TASK DIRECTIONS: Rewrite the records below with every "hazy mountain peak" changed to "misty mountain peak" and nothing else altered. Leave the pictures out of your answer.

** START OF TASK DATA **

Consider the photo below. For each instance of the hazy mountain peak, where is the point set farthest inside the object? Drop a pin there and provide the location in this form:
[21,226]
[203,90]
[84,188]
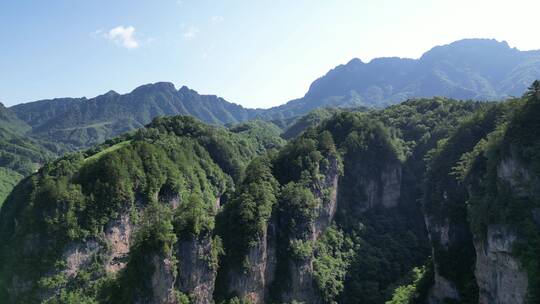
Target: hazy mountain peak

** END OF TASK DATA **

IN RESPONSE:
Consider the photo below. For each instance of the misty mountain peak, where is the point set farthest inside the object? Drop a pin there and provide the location in this form:
[21,226]
[203,90]
[84,188]
Target: misty mountain peak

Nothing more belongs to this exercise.